**Source data:**
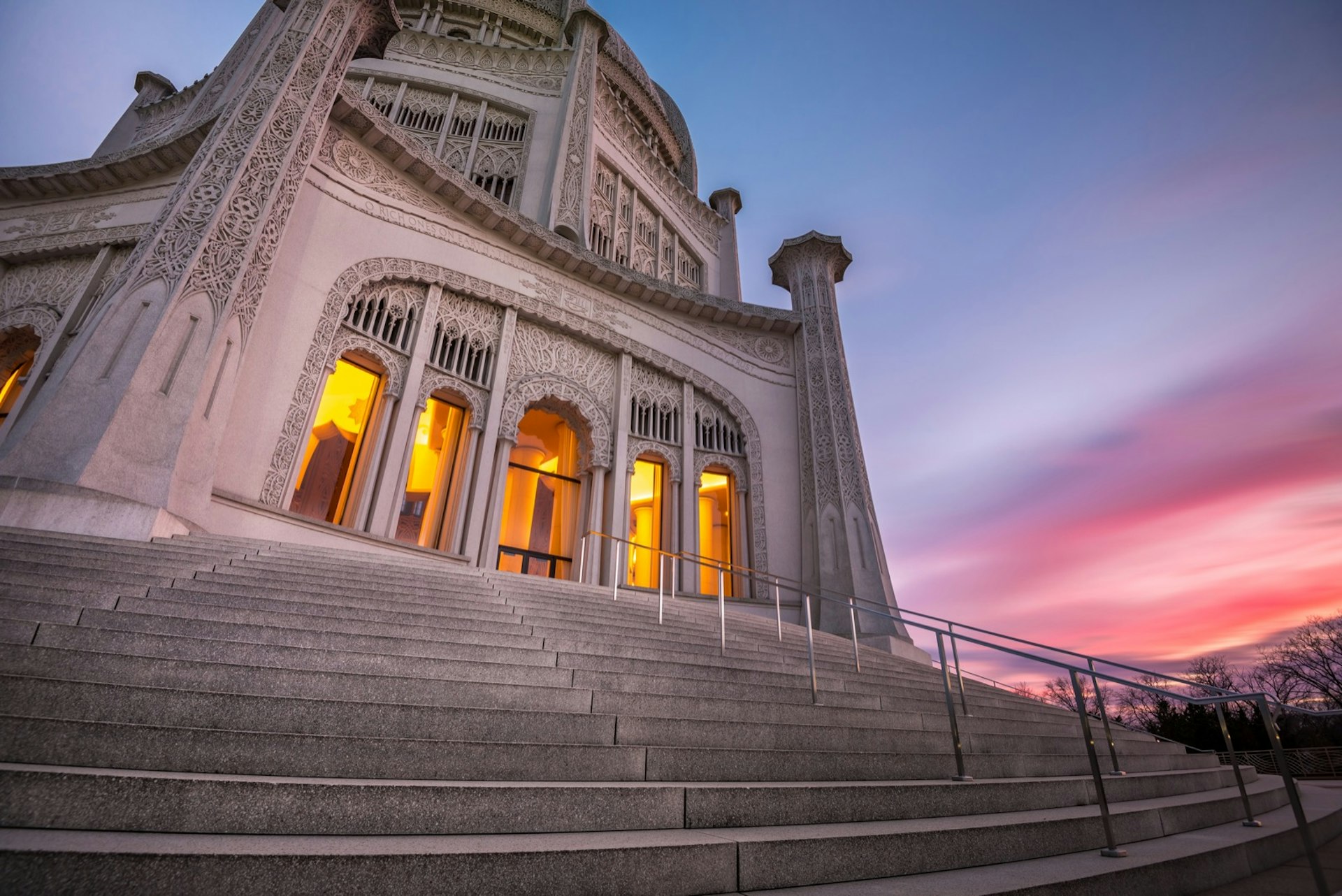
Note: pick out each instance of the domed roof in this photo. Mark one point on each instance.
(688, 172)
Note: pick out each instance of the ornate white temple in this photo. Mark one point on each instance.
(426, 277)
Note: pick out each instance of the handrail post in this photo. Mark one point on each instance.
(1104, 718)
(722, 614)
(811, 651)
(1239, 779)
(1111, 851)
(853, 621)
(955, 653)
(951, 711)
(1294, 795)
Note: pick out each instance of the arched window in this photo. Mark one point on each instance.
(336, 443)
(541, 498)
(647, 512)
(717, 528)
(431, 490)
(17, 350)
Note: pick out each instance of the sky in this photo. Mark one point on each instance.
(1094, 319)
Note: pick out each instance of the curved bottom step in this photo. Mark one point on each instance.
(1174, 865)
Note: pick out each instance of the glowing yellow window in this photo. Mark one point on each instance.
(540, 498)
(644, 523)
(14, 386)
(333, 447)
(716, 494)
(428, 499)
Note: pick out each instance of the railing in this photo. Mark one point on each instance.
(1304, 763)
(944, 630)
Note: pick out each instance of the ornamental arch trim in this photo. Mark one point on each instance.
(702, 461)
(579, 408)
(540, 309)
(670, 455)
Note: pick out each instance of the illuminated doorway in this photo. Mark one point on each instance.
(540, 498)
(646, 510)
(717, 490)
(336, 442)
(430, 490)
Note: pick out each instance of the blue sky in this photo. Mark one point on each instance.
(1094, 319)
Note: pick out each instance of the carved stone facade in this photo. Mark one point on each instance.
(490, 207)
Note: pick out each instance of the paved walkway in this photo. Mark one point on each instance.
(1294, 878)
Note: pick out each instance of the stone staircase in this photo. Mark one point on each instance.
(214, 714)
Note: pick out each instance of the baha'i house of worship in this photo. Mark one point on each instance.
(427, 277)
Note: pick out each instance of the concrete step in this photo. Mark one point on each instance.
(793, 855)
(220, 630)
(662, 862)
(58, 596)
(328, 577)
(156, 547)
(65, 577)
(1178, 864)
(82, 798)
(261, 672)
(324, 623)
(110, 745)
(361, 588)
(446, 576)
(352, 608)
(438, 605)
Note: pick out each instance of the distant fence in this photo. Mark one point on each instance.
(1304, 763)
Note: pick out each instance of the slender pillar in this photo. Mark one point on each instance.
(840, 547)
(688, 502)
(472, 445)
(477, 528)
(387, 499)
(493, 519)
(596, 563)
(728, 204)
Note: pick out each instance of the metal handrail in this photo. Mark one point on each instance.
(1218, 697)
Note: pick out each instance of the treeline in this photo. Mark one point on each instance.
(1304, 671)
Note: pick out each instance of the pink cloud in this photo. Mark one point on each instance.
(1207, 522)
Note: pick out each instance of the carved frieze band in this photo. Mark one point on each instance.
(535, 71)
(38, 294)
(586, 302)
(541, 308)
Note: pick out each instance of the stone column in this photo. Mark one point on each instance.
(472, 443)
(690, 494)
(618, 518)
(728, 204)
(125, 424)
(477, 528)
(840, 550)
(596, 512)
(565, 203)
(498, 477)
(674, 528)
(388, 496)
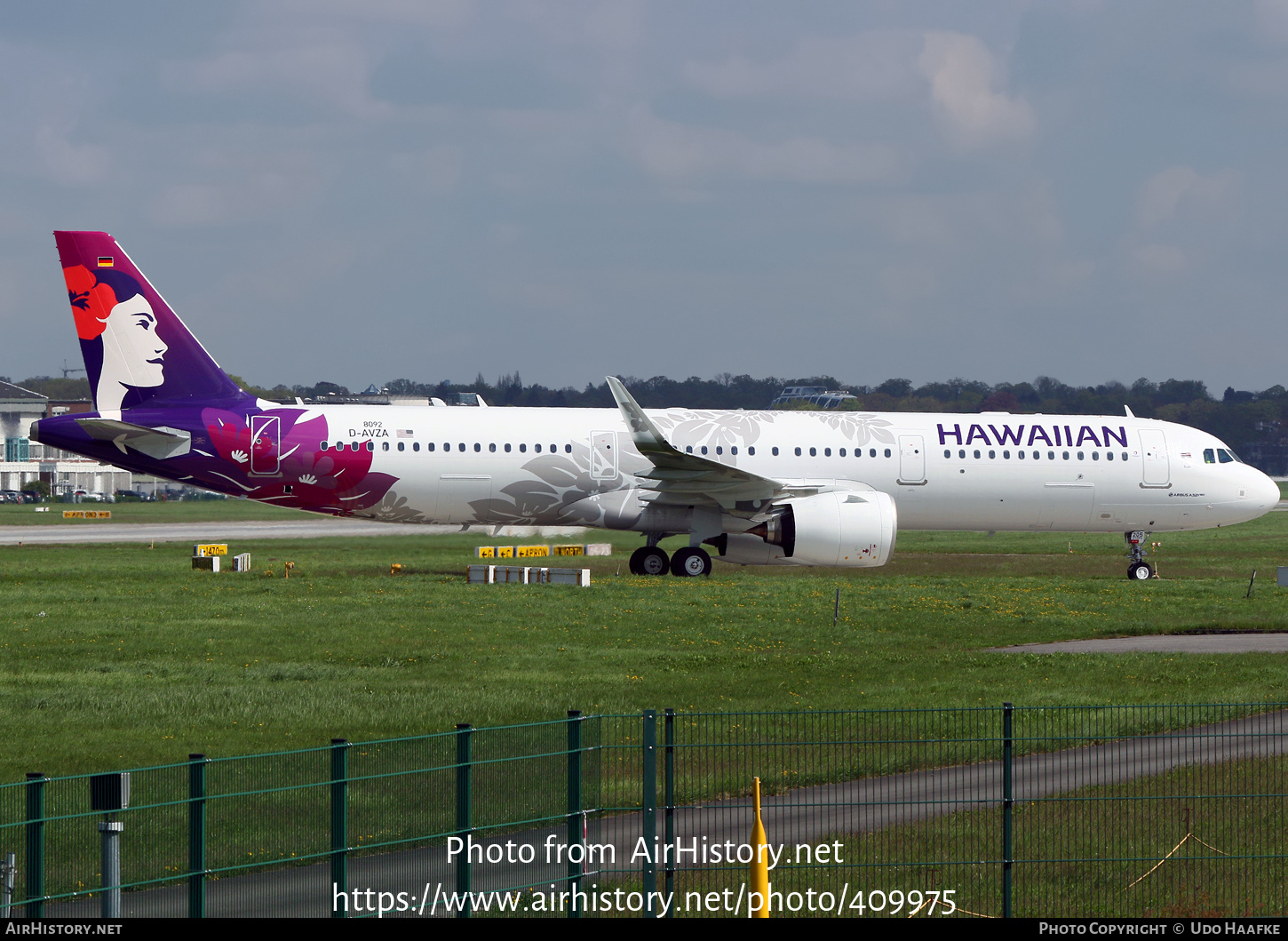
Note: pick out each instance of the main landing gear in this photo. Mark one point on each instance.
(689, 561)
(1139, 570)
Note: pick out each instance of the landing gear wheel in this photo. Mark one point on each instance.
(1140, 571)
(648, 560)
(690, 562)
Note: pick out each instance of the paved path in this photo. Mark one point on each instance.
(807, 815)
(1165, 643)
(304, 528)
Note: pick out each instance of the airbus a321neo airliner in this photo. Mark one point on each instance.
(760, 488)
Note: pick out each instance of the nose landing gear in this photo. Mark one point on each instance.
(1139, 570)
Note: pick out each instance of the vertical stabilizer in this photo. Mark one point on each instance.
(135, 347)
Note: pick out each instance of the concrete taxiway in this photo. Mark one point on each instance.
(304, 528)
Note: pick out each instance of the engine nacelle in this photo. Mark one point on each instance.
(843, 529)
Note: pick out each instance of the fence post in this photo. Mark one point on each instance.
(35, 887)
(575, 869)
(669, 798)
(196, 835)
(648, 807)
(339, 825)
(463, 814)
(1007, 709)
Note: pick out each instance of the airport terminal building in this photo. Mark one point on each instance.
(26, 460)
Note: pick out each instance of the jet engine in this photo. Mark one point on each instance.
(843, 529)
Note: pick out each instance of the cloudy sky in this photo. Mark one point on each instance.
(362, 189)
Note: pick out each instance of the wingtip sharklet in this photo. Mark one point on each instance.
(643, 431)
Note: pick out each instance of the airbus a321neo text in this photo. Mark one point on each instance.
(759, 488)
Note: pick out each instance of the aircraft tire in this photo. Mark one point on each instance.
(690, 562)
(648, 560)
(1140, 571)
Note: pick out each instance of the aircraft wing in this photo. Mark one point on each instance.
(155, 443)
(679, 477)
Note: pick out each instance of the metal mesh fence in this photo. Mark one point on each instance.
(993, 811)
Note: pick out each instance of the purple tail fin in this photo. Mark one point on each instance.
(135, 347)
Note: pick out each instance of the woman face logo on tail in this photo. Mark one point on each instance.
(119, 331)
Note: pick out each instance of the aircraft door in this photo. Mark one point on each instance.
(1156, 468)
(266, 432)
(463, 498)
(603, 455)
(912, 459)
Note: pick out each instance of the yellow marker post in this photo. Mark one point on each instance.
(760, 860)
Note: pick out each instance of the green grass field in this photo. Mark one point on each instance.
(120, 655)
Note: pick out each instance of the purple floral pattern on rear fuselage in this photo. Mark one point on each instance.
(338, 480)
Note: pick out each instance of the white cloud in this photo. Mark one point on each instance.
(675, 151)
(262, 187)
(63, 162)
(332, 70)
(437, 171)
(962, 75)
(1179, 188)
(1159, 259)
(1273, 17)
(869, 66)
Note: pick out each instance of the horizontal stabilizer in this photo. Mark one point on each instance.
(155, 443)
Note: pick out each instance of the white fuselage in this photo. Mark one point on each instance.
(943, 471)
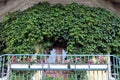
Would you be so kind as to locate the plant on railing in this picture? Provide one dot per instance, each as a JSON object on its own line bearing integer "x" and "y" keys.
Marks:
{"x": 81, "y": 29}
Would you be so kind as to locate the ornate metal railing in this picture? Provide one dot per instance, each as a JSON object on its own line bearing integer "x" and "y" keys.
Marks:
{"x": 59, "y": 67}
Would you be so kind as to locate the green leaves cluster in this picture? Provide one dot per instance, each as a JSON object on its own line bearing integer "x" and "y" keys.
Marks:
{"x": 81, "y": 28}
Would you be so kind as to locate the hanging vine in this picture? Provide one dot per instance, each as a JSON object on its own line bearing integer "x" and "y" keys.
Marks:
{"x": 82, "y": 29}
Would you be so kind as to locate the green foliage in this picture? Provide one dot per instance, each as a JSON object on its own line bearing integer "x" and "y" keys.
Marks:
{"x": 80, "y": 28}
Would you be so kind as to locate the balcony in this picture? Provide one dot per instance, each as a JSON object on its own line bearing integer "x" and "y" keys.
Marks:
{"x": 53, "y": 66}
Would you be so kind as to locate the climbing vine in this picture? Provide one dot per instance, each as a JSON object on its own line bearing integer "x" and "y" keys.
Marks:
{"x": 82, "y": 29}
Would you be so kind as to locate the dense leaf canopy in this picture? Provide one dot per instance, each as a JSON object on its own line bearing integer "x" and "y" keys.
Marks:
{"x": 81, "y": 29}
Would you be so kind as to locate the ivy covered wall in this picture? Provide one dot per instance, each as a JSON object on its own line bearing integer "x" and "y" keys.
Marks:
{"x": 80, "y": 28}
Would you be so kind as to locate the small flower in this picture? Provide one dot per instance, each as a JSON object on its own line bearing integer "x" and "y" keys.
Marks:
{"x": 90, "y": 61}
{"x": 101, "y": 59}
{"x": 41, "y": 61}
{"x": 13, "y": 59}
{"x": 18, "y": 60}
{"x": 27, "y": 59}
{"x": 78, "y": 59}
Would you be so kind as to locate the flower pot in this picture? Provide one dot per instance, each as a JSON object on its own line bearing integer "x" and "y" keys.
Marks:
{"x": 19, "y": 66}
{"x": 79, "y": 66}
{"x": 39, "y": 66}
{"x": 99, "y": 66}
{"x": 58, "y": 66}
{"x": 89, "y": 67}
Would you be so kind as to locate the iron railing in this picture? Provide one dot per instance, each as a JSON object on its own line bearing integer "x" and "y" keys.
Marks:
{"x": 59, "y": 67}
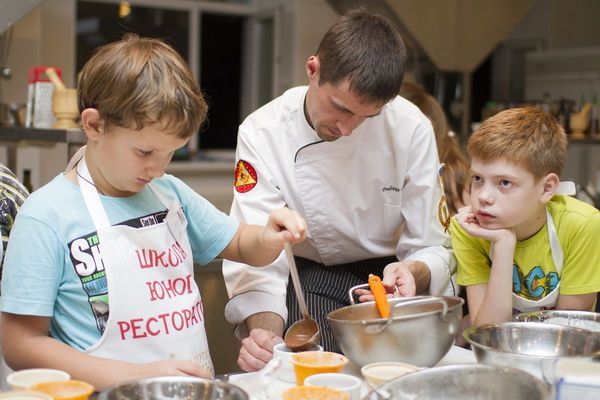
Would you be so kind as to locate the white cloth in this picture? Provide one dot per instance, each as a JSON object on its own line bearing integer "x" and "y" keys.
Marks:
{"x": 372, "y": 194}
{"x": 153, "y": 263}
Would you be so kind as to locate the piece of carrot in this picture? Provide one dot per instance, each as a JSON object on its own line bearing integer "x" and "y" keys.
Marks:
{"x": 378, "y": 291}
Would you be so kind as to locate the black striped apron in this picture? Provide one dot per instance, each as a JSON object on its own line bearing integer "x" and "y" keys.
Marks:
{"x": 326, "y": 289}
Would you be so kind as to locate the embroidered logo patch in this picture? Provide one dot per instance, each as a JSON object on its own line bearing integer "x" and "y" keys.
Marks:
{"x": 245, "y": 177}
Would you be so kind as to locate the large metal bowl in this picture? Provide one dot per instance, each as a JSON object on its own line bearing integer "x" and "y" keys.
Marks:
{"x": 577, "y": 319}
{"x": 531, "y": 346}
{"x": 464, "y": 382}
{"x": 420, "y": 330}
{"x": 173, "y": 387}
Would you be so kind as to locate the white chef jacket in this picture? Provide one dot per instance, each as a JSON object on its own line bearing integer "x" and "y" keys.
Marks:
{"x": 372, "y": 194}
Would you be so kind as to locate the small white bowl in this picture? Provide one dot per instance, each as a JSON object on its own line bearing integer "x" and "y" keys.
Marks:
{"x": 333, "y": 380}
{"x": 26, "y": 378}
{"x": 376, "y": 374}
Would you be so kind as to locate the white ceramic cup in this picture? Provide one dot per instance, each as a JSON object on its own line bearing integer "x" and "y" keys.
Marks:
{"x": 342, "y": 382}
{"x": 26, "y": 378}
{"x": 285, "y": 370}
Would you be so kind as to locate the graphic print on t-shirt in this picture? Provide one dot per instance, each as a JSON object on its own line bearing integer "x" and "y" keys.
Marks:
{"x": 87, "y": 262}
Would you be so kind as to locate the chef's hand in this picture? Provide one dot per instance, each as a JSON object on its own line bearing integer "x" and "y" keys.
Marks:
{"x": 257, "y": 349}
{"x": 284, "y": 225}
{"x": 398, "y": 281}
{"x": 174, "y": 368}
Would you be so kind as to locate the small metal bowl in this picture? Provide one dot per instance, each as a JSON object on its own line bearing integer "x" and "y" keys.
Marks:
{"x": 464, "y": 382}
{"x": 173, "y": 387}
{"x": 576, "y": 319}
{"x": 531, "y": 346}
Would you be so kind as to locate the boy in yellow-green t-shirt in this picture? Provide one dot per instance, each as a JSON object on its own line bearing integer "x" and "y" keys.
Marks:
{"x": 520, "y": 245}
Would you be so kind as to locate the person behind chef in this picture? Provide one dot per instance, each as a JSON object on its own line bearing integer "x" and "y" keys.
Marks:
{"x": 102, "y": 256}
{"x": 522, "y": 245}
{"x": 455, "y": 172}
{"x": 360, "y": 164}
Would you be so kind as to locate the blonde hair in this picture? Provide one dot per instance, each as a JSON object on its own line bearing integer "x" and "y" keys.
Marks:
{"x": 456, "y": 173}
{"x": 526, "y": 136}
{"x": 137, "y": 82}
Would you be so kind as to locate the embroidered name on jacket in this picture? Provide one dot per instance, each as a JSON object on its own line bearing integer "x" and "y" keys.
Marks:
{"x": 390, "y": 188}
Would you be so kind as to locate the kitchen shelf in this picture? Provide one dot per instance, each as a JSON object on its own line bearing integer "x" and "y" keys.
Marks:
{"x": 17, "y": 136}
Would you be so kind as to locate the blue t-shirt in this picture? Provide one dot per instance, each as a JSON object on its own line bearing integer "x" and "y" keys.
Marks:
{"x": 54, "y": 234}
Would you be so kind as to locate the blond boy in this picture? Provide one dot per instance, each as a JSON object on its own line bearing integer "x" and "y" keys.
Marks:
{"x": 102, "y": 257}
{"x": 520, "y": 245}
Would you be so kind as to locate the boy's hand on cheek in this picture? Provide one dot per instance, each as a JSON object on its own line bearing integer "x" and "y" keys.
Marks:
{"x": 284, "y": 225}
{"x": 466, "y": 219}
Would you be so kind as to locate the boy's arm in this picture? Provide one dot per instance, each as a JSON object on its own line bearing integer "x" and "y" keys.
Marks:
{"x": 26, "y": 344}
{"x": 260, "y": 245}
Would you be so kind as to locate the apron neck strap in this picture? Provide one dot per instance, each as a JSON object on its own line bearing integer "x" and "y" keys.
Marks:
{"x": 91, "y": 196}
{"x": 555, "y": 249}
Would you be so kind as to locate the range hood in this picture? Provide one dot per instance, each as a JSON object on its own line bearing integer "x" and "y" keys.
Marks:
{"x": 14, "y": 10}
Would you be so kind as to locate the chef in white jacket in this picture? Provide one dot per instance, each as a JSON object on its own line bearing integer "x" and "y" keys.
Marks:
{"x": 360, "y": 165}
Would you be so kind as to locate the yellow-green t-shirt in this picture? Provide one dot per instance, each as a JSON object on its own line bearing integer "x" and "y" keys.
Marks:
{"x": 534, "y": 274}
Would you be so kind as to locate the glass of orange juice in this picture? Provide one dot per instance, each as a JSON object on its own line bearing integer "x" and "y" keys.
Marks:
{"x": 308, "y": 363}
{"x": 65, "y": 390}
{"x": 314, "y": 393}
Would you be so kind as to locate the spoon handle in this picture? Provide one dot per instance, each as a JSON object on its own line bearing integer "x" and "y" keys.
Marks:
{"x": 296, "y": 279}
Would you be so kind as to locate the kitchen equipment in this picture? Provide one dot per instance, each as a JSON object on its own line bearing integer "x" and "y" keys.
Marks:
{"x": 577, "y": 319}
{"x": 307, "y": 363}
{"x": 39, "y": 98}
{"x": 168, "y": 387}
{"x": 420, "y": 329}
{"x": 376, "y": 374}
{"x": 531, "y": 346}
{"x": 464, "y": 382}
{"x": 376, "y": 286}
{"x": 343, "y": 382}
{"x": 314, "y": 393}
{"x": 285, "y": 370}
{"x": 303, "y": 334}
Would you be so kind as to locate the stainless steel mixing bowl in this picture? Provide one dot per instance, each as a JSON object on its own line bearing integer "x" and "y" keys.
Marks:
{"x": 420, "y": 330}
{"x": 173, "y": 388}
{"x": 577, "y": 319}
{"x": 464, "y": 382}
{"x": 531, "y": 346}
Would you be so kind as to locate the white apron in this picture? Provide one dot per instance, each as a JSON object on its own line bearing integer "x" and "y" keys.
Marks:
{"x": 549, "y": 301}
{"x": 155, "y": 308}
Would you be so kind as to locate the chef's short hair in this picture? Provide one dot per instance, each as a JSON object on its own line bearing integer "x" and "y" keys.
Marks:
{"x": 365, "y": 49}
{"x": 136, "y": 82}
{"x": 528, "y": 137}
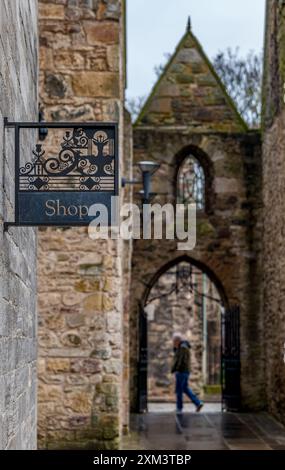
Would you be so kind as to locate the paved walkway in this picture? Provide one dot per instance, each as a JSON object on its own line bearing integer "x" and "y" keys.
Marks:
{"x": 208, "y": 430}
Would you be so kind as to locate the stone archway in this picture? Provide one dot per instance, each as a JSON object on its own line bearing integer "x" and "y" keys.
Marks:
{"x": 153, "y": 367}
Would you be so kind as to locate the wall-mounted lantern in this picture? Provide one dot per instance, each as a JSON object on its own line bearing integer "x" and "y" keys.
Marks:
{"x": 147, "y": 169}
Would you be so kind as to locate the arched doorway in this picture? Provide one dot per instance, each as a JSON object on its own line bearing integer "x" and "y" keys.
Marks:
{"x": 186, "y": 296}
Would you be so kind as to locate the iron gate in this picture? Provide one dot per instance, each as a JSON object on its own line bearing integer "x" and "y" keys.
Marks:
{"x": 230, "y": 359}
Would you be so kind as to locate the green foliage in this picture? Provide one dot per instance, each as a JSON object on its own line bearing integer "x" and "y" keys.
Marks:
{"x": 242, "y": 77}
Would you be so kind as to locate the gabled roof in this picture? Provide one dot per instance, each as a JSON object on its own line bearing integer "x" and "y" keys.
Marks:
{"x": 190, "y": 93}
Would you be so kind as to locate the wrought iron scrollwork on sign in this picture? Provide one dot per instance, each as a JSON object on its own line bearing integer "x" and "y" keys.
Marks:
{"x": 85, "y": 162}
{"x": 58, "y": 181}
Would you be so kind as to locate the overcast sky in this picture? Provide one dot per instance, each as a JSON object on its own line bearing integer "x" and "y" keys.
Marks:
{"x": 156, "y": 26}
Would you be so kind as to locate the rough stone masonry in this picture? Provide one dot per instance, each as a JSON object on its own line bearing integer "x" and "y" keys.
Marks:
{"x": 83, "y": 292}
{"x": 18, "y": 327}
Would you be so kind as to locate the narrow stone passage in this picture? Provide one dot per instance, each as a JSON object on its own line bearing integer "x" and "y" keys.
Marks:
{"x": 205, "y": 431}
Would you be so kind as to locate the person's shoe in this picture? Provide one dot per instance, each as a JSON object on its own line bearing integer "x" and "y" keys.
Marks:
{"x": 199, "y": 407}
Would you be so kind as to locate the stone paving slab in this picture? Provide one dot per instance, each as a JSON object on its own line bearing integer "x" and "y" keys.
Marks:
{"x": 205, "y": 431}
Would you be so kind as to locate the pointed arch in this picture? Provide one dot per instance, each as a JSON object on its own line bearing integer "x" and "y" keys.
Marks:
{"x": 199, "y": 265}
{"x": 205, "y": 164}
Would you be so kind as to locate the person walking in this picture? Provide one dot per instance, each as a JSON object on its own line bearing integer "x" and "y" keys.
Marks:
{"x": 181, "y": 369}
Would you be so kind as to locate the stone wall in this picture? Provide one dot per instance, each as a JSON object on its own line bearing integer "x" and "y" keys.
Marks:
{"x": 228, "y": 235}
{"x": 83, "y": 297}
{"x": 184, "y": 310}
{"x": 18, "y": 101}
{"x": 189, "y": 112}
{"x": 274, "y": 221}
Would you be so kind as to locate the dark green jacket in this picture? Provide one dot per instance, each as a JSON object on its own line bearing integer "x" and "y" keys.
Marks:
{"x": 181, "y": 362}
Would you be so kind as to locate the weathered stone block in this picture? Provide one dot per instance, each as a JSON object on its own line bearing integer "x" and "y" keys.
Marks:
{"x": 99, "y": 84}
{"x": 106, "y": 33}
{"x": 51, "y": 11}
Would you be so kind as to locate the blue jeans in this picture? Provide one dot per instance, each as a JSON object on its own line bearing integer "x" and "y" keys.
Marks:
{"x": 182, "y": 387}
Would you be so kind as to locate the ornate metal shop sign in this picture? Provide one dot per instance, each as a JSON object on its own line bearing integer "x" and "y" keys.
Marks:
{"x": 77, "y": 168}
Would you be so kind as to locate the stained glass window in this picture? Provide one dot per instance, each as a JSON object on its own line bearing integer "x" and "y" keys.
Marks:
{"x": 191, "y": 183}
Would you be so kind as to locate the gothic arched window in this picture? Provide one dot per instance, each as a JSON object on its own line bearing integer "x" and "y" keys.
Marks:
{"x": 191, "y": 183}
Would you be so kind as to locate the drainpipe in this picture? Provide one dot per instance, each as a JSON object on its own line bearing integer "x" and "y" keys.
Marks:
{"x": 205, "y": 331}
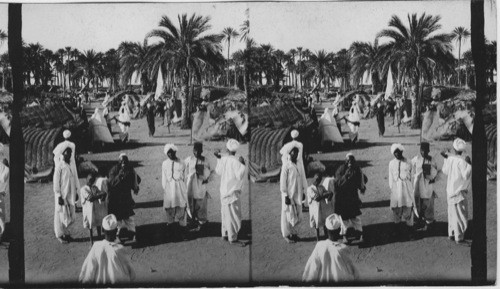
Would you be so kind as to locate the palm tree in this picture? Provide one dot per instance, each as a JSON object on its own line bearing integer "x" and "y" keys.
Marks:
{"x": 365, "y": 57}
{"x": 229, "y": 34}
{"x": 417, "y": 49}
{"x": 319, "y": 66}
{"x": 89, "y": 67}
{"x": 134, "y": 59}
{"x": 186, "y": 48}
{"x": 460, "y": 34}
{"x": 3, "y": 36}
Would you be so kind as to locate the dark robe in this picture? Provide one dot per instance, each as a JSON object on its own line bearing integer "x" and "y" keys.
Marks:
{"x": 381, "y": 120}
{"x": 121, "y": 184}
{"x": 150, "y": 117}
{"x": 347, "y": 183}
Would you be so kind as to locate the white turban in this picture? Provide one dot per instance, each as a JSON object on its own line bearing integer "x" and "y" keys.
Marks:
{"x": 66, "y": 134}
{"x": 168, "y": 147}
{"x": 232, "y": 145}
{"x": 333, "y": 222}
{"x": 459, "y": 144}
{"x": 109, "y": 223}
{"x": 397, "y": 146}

**Problem requirements:** Copy the lines again from the one that contains "Would you be so kind as to locate the palm" through the last line above, leaving the requests unchanged and offsetting every x and y coordinate by adding 109 to it.

**Solution to this problem:**
Would you be so kind as to locate the palm tree in this picture? Provide one dot per instance, each as a JSON object on its own line bearing integer "x" and "y" keys.
Marks:
{"x": 474, "y": 166}
{"x": 338, "y": 143}
{"x": 526, "y": 158}
{"x": 428, "y": 175}
{"x": 198, "y": 176}
{"x": 243, "y": 168}
{"x": 295, "y": 157}
{"x": 569, "y": 143}
{"x": 112, "y": 145}
Would you be so kind as to locate the dark robe in this picture? Provide one dot per instance, each as a JSON object on its own line bearing integer "x" and "y" keys.
Marks:
{"x": 490, "y": 229}
{"x": 230, "y": 293}
{"x": 259, "y": 226}
{"x": 456, "y": 292}
Would you be so kind as to locate the white turban in this picture? Provide one dot per instance, each as a JSON object on its own line bearing integer "x" and "y" keys.
Marks:
{"x": 175, "y": 243}
{"x": 277, "y": 256}
{"x": 341, "y": 254}
{"x": 442, "y": 331}
{"x": 568, "y": 253}
{"x": 218, "y": 332}
{"x": 506, "y": 255}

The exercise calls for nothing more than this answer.